Activity 1 ->
From the post about hiding hearing loss, extract the passage starting with "Who have I told?" and going on through "my hearing loss.", copying it word for word.
Activity 2 ->
In the post about hiding hearing loss, what reason does the writer give for a very good prognosis?

Who have I told? What have I told them?
Why am I keeping this secret again?
Secrets can eat you up from the inside. I know because I hid my hearing loss for many years—or at least I did my best to hide it. Often hearing loss is not as secret we think it is. Coming out of my hearing loss closet was not easy, but it is one of the best things I have ever done. No more dodging difficult communication situations, faking laughter or worrying that I missed important information because I was too afraid to let others know about my hearing loss and ask for a repeat. I accepted myself for who I am and learned to live skillfully with my hearing loss.
Most of the time.
It’s like the MindShift in Hear & Beyond: Live Skillfully with Hearing Loss:
Being open about my hearing loss will help me communicate better. Trying to hide my hearing loss leads to misunderstandings.
Why Hadn’t I Learned My Lesson?
Disclosing my hearing loss is routine for me now, so when I was diagnosed with breast cancer a few months ago, why was my first instinct to hide it? Perhaps I was worried people would think less of me or pity me or want to steer clear. Or maybe because the diagnosis and required treatment made me feel vulnerable and I wanted to avoid sharing that feeling with others. Or maybe I simply felt it was too personal to share.
Sound familiar? These are the same worries many of us hold about disclosing our hearing loss.
It was a busy time near the end of the year so I powered on, speaking at conferences, recording podcast interviews, taking yoga classes, attending holiday parties—all without a word. But it weighed on me, just like my hearing loss secret did all those years ago.
So, I am keeping the secret no more.
Yesterday, I told my yoga instructor before class and the day before an acquaintance I ran into on the street. And just as it is often the case when I tell others about my hearing loss, people have begun sharing their own struggles with cancer or other health issues with me. We all have something that challenges us.
Moving Forward with an Open Heart
And now I am telling all of you.
My prognosis is very good—the doctors caught it early—and treatment is almost complete. I feel strong and able to meet this new health challenge. Even so, managing doctor’s appointments, surgeries and radiation treatments is difficult and having hearing loss adds additional challenges. Self-advocacy is a must every step of the way so stay tuned for more posts with tips for navigating the healthcare system with hearing loss.
Thank you in advance for all your support! I am optimistic this will soon be a bump in my rearview mirror.
Readers, are any secrets weighing on you?

Input data ->
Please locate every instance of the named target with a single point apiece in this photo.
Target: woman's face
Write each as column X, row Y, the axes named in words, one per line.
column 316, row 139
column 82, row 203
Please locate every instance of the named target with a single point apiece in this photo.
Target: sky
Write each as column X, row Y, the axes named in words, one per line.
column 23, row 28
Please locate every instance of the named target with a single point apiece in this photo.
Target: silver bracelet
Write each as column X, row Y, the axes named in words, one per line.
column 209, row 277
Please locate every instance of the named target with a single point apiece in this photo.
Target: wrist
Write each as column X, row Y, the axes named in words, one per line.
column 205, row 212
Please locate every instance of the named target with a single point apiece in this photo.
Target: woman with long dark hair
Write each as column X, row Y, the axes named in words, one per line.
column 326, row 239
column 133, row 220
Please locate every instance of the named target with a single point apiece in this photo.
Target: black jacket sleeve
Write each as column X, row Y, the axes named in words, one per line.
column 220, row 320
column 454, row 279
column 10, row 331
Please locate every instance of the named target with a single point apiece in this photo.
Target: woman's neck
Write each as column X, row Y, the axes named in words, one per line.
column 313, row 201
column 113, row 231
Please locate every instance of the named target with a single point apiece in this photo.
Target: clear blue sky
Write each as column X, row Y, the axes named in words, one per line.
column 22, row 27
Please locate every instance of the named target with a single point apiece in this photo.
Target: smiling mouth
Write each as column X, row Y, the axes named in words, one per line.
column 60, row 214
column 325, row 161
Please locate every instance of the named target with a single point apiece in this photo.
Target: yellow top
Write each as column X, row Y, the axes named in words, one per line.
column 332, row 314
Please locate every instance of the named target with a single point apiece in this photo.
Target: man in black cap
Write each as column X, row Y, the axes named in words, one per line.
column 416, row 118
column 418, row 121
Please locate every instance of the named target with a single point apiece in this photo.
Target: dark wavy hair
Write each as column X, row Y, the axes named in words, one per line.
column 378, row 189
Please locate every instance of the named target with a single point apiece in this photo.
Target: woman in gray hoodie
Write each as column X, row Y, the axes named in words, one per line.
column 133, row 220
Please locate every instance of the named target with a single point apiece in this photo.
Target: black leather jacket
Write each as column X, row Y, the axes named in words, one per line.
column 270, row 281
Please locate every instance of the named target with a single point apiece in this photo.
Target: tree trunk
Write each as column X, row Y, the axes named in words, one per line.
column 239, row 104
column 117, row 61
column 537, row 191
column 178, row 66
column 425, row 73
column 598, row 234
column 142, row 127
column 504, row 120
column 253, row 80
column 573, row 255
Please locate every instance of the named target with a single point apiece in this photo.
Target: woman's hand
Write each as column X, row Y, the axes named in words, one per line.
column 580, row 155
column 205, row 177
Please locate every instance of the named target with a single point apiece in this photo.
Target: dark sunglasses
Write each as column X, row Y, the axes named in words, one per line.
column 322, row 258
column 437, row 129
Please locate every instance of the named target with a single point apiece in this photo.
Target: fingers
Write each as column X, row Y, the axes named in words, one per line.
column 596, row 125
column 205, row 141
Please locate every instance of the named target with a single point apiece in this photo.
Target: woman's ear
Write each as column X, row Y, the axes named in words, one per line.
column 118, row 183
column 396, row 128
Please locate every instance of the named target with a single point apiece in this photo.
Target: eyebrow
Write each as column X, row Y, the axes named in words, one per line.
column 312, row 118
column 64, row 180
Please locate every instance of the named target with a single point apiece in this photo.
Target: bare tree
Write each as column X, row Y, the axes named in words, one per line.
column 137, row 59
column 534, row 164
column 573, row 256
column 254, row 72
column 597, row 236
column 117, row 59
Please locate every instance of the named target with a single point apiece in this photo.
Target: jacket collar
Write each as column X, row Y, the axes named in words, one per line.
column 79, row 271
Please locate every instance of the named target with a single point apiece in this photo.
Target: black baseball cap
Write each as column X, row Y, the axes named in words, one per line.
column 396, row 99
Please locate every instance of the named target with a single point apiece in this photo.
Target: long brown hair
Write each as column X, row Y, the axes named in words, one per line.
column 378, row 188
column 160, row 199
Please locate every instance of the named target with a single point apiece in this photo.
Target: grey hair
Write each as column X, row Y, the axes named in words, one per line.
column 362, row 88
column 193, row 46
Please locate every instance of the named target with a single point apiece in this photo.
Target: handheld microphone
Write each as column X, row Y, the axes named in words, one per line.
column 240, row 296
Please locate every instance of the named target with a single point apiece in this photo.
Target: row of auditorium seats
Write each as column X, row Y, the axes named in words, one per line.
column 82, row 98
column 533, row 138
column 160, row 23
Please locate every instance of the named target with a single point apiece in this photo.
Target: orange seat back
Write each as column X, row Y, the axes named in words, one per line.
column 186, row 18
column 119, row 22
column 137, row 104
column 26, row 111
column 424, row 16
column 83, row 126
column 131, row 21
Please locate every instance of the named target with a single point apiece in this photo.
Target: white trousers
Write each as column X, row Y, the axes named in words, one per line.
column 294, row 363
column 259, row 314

Final answer 1 ->
Who have I told? What have I told them?
Why am I keeping this secret again?
Secrets can eat you up from the inside. I know because I hid my hearing loss for many years—or at least I did my best to hide it. Often hearing loss is not as secret we think it is. Coming out of my hearing loss closet was not easy, but it is one of the best things I have ever done. No more dodging difficult communication situations, faking laughter or worrying that I missed important information because I was too afraid to let others know about my hearing loss and ask for a repeat. I accepted myself for who I am and learned to live skillfully with my hearing loss.

Final answer 2 ->
The doctors caught it early.